■ TEXT BLOCK ■
Driving Detour Through Yemassee

Step back in time to visit the historic wonders of this small town.

Old Sheldon Church Road
Old Sheldon Church Road is just past the turn to Beaufort on SC Hwy. 17.
Photo by Carmen Pinckney.

Many travelers enjoy driving Highway 17, between Charleston and Savannah. The naturally beautiful landscape of Yemassee is located between the two cities. A simple turn off Hwy 17 onto Old Sheldon Church Road is like stepping back in time. Travel up the road for about two miles and see the church ruins on the right. Parking is located across the street. This church was burned during the Revolutionary War, rebuilt and then destroyed again during the Civil War. There is a debate as to whether the church was burned or disassembled during the Civil War.

Old Sheldon Church Ruins
Old Sheldon Church Ruins stand proud.
Photo by Carmen Pinckney.

■ Rows of bounding-box annotation data ■
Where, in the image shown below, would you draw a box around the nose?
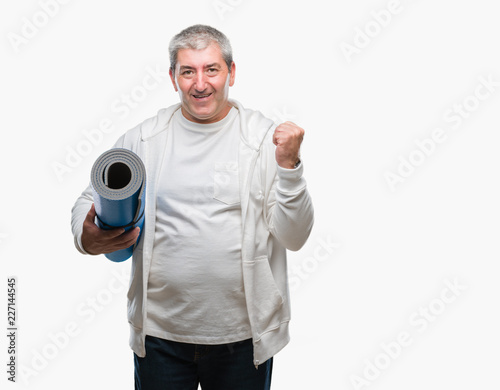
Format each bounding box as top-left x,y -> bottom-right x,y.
194,72 -> 207,92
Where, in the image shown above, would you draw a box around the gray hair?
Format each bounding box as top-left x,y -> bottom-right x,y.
168,24 -> 233,73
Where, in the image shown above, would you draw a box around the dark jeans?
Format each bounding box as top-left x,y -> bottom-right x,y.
134,336 -> 273,390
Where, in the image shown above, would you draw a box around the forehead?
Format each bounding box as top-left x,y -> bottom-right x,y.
177,44 -> 224,67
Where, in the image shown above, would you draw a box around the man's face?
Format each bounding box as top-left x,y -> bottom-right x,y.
170,44 -> 235,123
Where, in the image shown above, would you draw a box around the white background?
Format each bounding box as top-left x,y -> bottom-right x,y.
0,0 -> 500,390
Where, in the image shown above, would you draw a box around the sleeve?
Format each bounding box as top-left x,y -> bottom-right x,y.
267,145 -> 314,251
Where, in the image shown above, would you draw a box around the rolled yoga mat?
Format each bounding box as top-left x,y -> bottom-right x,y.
91,148 -> 146,262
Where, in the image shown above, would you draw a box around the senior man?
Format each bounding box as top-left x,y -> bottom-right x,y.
72,25 -> 313,390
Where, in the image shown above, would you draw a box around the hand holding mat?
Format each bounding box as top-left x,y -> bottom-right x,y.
91,148 -> 146,262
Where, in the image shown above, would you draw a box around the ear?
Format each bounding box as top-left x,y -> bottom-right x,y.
168,68 -> 178,92
229,61 -> 236,87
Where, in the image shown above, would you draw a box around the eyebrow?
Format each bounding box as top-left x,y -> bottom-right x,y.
179,62 -> 221,71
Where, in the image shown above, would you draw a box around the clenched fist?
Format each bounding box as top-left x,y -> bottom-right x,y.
273,122 -> 304,169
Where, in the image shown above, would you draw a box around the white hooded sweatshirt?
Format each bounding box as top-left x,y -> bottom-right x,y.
71,100 -> 314,366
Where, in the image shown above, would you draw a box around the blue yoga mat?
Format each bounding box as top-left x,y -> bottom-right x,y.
90,148 -> 146,262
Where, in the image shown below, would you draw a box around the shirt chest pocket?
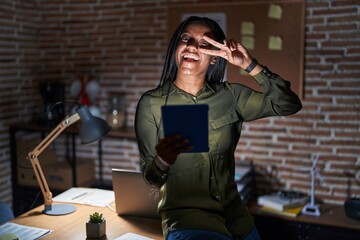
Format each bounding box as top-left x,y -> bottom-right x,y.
209,111 -> 239,152
210,111 -> 239,130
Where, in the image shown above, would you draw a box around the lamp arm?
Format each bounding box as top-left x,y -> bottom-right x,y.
27,113 -> 80,206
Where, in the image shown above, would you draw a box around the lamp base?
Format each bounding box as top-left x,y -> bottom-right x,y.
301,204 -> 321,216
43,204 -> 76,216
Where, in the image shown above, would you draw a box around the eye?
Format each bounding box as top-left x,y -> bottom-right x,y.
199,39 -> 210,47
180,34 -> 190,43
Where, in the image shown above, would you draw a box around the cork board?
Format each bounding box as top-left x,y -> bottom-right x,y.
167,0 -> 305,98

■ WHAT TO DO ■
• A. Summarize the Yemassee driving detour piece in two sentences.
• B. Carry the Yemassee driving detour piece further with a few more sentences, starting after its last line.
The records were taken from a source separate from the text.

■ RESPONSES PER TASK ■
• A. Old Sheldon Church Road, a turn off Highway 17 in Yemassee between Charleston and Savannah, leads about two miles to the ruins of Old Sheldon Church on the right, with parking across the street. The church was burned during the Revolutionary War, rebuilt and then destroyed again during the Civil War, though it is debated whether it was burned or disassembled in that war.

• B.
The following is from an article in the April 1969 Sandlapper Magazine by Charles E. Thomas, “The Picturesque Ruins of Old Sheldon Church”. “The official South Carolina report on the ‘Destruction of Churches and Church Property,’ after the War Between the States, described Sheldon’s second burning: All that was combustible was consumed…, its massive walls survive the last as they did the former conflagration, Bishop Thomas wrote, Exactly as it happened a hundred years before in 1779, when General Prevost, marching from Savannah into South Carolina burned the Church, so now in February 1865, General Sherman marching from Georgia into South Carolina, burned it a second time.”

However, another account found more recently states that the church was not burnt at all.

Old Sheldon Church Ruins
Old Sheldon Church interior photo by Carmen Pinckney.

In a letter dated February 3, 1866, Beaufort’s Milton Leverett wrote, “Sheldon Church not burnt. Just torn up in the inside but can be repaired.” The inside of the church was apparently gutted to reuse materials in rebuilding the area homes that were burnt by Sherman’s army. Today the Old Sheldon Church Ruins are protected by fencing to ensure their protection. Visitors can meander all around the structure while maintaining a safe distance from the ancient walls.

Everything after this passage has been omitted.